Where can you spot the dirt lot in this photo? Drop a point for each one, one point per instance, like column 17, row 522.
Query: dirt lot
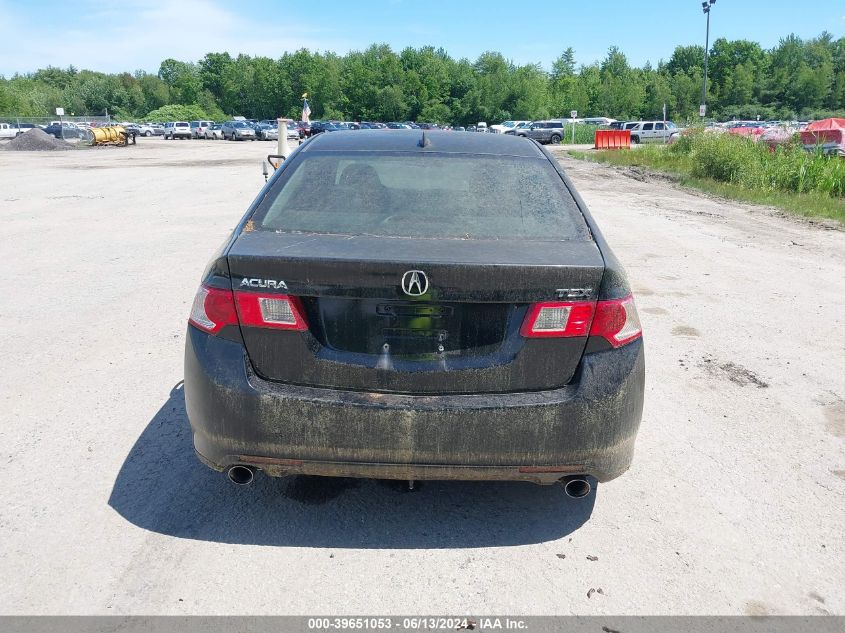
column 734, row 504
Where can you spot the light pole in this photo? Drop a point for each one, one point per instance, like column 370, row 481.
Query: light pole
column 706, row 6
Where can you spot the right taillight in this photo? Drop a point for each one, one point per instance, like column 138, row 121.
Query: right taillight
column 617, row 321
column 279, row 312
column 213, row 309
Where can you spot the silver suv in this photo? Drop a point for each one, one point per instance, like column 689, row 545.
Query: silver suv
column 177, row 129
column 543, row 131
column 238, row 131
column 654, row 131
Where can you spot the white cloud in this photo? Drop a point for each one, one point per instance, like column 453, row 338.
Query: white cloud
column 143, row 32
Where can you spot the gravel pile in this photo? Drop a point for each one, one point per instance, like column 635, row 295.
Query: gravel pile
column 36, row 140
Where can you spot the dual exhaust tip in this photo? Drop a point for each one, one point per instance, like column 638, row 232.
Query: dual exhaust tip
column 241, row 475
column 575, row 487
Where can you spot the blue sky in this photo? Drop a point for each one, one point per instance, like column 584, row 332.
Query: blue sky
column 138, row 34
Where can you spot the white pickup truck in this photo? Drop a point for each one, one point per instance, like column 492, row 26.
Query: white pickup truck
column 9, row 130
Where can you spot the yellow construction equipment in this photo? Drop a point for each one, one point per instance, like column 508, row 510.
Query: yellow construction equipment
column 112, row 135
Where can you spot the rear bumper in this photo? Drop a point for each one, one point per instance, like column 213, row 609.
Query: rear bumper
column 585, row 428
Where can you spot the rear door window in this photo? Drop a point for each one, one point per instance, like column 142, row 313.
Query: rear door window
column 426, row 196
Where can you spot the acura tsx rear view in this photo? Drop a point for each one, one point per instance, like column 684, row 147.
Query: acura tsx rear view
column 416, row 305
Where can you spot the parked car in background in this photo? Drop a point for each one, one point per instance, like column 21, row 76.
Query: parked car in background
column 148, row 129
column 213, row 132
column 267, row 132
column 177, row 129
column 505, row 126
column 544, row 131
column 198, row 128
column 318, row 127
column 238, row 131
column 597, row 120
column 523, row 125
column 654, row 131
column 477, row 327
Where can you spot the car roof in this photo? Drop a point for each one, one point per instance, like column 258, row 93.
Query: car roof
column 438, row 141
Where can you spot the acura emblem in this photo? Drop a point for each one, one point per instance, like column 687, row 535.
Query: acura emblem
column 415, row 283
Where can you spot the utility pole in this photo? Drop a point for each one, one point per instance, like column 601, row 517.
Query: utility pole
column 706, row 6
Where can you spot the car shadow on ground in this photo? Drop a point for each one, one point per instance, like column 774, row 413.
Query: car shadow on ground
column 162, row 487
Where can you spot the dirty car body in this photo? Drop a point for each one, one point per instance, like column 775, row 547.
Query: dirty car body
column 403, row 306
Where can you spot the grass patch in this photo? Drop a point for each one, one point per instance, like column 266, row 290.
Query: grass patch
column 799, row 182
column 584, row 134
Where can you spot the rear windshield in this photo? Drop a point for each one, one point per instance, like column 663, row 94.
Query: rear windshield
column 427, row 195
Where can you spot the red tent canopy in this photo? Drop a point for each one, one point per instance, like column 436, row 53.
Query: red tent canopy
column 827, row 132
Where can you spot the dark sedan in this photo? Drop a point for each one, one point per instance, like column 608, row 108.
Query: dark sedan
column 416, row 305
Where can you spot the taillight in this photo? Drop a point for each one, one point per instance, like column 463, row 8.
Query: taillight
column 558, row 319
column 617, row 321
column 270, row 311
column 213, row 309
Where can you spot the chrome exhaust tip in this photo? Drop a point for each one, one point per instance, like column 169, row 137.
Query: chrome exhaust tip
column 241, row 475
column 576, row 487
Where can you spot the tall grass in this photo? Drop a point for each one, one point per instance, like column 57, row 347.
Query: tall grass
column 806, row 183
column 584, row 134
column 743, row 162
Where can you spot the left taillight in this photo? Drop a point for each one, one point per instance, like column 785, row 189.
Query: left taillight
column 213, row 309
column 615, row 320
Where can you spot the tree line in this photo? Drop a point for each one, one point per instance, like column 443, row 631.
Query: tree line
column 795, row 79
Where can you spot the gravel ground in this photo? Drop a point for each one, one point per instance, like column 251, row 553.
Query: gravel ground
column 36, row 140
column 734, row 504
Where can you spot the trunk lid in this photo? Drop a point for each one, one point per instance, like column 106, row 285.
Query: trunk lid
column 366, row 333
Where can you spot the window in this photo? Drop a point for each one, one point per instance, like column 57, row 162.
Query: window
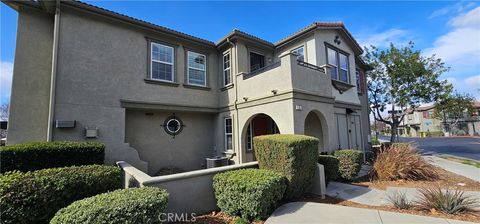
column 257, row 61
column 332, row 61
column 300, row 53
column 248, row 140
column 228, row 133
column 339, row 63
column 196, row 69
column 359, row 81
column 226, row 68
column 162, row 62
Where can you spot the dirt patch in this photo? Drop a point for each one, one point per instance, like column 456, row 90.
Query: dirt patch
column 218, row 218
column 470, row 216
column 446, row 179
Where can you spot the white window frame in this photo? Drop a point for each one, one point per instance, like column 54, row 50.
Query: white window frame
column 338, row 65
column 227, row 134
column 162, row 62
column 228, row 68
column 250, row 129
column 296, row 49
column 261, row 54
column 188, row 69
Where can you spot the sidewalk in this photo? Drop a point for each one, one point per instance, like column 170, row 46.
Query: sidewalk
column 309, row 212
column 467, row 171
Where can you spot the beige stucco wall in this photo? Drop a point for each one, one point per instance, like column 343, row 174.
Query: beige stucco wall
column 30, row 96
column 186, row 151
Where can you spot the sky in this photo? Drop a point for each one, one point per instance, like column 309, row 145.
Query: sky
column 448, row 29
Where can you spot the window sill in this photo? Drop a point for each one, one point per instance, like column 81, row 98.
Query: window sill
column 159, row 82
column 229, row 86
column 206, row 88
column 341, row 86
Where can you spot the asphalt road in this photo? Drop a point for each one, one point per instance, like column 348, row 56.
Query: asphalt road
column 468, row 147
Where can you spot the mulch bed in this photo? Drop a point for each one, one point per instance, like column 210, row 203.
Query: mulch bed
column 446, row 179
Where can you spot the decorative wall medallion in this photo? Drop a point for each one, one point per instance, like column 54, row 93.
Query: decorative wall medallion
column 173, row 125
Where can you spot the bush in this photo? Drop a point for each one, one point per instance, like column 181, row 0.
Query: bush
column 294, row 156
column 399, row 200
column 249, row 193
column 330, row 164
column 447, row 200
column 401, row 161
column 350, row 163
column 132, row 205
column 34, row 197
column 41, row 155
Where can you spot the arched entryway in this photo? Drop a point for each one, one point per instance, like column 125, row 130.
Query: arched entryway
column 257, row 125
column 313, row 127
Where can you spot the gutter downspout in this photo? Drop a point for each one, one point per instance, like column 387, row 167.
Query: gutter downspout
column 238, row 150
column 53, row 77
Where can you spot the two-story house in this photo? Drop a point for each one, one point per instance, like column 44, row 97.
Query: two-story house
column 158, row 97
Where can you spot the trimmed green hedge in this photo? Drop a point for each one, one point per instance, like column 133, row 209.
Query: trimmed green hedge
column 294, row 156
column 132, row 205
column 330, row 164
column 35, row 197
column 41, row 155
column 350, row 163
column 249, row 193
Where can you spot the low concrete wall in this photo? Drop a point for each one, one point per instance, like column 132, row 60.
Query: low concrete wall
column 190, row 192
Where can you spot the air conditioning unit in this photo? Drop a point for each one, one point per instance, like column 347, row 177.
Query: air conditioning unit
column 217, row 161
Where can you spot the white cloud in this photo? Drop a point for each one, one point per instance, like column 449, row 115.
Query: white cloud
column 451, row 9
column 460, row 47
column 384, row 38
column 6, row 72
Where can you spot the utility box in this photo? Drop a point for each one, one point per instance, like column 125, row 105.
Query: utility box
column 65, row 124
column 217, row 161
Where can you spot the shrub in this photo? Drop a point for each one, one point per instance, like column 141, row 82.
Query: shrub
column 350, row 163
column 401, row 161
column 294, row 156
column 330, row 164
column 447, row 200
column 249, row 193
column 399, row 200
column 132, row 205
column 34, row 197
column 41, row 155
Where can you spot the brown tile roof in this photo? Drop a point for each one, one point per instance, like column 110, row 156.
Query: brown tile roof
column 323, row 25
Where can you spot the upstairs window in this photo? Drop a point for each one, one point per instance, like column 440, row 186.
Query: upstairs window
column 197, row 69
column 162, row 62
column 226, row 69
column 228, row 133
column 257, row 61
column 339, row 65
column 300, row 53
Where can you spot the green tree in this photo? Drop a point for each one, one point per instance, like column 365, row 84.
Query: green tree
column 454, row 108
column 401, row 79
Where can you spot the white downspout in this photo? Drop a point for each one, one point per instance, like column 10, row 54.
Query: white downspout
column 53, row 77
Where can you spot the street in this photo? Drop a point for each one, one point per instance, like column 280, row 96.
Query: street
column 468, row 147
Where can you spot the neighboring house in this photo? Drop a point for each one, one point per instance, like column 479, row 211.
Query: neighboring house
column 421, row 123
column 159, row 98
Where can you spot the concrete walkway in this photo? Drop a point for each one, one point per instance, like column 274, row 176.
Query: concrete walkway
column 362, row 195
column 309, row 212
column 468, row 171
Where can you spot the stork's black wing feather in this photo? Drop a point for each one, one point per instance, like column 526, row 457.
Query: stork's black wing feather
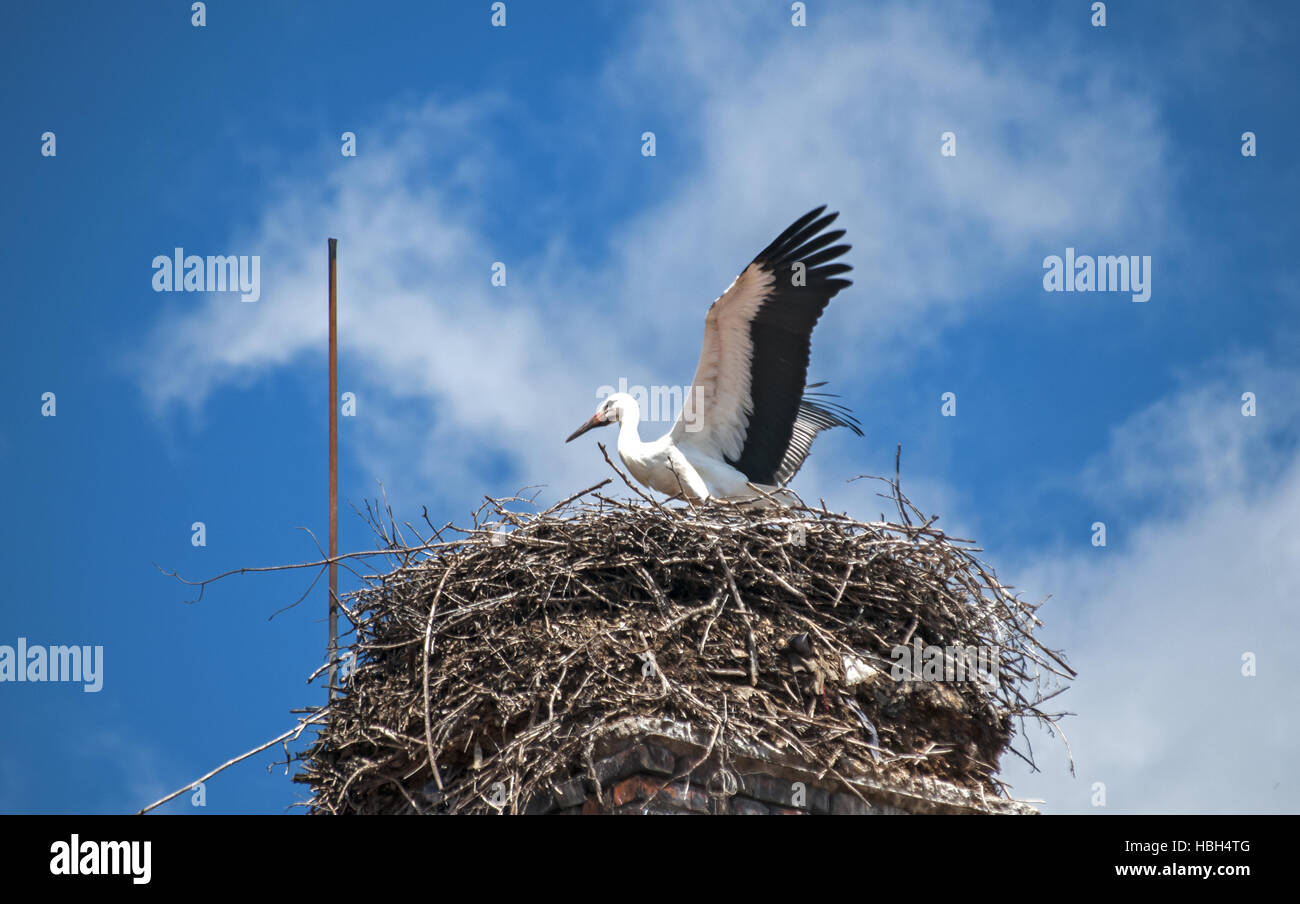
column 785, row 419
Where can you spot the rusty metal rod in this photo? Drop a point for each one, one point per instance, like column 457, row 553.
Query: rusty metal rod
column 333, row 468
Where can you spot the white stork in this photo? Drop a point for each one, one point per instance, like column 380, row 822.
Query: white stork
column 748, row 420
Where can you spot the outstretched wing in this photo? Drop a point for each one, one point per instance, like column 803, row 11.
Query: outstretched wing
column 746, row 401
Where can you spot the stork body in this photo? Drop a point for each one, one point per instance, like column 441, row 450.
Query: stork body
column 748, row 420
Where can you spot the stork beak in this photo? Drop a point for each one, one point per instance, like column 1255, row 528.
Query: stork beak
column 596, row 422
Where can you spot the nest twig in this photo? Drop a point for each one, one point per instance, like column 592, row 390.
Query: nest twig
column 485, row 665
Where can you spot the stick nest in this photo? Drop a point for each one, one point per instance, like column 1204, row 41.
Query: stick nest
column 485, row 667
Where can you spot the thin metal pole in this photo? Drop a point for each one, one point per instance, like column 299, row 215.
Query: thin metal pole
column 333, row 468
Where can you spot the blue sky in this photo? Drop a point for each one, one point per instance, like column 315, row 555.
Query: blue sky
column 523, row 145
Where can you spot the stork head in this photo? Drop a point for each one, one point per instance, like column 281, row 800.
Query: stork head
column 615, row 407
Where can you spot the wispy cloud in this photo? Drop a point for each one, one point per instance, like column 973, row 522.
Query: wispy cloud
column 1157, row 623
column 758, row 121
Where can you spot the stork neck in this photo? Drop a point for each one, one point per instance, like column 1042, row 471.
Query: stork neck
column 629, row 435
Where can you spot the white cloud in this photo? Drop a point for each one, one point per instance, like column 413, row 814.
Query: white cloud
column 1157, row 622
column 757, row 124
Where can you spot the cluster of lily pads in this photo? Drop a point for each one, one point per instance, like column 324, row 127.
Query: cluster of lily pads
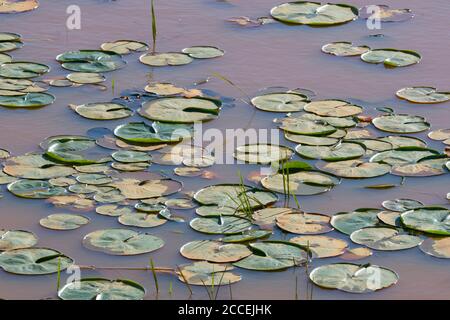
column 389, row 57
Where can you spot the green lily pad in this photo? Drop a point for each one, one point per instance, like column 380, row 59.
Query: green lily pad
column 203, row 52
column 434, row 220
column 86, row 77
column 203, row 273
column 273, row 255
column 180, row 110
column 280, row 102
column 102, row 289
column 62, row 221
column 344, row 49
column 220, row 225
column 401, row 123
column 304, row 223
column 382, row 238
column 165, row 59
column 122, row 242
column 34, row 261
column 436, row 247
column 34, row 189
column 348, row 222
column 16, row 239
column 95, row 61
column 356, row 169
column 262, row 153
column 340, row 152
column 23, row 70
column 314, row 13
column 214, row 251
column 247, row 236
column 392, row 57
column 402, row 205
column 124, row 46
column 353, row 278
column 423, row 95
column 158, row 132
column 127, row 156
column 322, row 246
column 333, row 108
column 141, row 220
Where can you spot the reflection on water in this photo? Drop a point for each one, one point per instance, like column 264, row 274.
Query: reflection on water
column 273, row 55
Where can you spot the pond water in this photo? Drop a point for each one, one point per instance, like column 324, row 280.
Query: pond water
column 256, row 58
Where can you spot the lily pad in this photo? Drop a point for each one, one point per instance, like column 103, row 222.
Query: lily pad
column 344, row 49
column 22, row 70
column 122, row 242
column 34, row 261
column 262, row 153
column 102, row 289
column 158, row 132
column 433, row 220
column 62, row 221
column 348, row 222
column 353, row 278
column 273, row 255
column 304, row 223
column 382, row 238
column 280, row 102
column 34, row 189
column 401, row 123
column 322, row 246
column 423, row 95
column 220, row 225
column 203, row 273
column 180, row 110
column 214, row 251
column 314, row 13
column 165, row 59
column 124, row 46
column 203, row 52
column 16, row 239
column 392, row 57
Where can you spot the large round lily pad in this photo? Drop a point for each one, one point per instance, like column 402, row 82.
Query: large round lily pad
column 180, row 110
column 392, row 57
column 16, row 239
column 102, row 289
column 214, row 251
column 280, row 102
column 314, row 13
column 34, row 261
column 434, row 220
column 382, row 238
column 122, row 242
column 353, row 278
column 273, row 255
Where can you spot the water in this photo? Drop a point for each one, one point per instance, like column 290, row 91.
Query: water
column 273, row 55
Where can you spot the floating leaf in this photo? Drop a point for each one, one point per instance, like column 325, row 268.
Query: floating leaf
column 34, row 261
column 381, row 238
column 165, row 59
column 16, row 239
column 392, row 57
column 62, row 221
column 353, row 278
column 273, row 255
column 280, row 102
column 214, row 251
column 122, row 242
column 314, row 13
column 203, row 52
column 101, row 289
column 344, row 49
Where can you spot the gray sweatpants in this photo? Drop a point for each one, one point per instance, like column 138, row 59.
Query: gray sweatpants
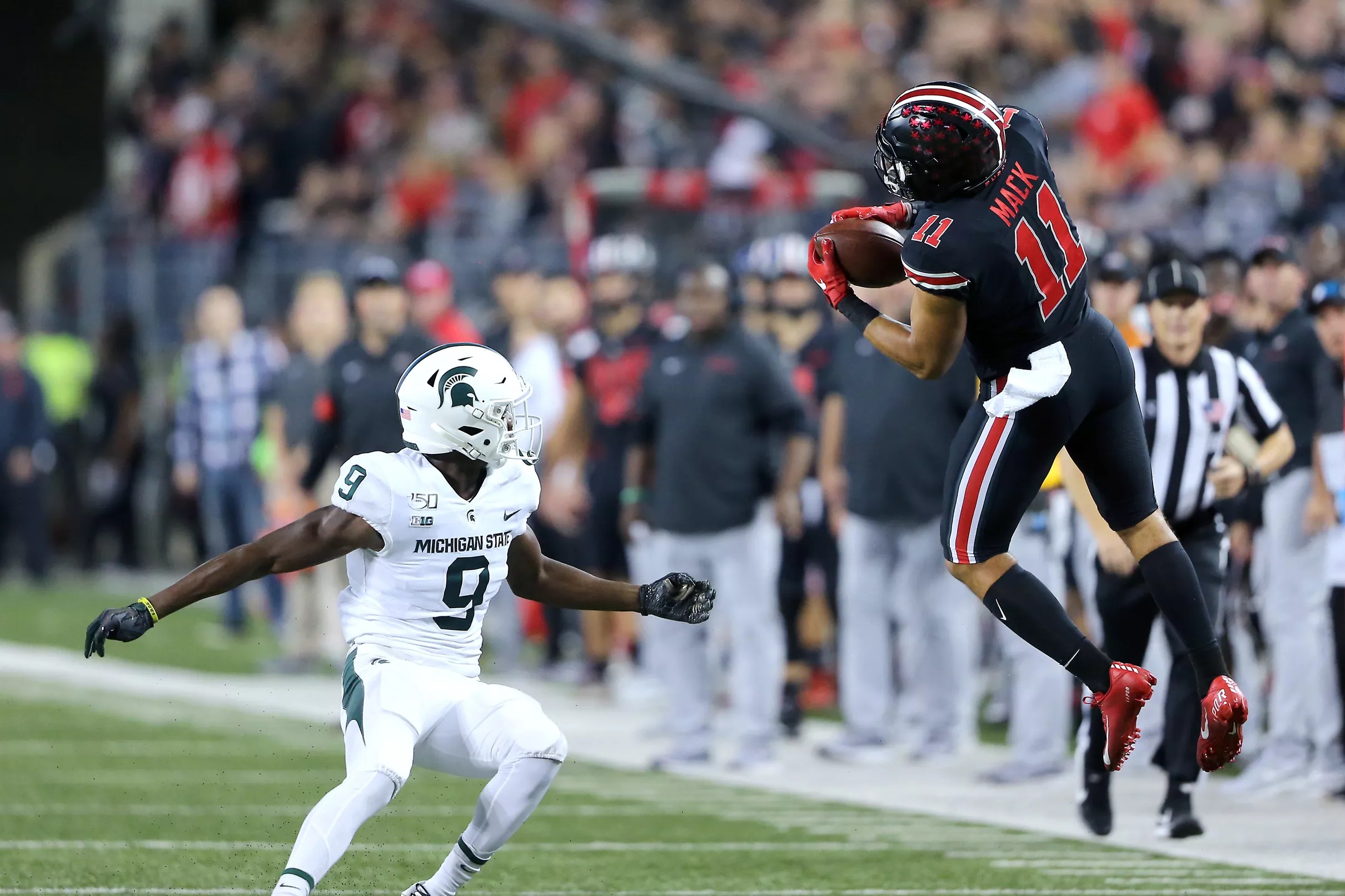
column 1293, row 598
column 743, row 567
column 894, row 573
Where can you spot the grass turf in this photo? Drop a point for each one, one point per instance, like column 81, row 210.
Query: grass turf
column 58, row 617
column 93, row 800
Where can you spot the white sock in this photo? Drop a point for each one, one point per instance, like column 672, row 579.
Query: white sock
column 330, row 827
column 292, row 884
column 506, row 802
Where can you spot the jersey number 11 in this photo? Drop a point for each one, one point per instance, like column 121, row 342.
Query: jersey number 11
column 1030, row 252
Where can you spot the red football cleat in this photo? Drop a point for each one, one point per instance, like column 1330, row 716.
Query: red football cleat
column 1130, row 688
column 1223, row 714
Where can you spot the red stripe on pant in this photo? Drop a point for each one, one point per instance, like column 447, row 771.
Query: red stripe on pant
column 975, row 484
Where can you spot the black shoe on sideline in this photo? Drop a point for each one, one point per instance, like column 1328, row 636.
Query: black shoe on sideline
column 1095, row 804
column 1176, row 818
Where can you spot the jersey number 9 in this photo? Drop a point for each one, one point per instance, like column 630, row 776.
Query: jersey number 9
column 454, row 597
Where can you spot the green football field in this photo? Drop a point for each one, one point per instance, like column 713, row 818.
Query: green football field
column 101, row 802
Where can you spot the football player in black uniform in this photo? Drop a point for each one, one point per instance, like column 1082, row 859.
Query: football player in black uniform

--------------------

▸ To be done
Write out the records word for word, starting at the line with "Where can you spot the arched" and continuing through the line with "column 190, row 192", including both of those lines.

▸ Task solution
Where can you spot the arched entryway in this photo? Drop a point for each one, one point per instance, like column 125, row 130.
Query: arched entryway
column 257, row 125
column 313, row 127
Where can you spot the gutter downspout in this photo? Drop a point for each one, one point per instance, like column 387, row 167.
Query: gutter downspout
column 238, row 150
column 53, row 77
Where can you spot the two-story house in this photo? Drop a point for each one, one point per instance, like column 44, row 97.
Query: two-story house
column 158, row 97
Where can you spot the trimmed green hedge in this photo? Drop a point for each one, one point per instance, like column 133, row 209.
Query: trimmed green hedge
column 294, row 156
column 132, row 205
column 330, row 164
column 35, row 197
column 41, row 155
column 350, row 163
column 249, row 193
Where can you spot the low concrete wall in this photo? Drop a point for each one, one point per instance, like column 132, row 60.
Query: low concrete wall
column 190, row 192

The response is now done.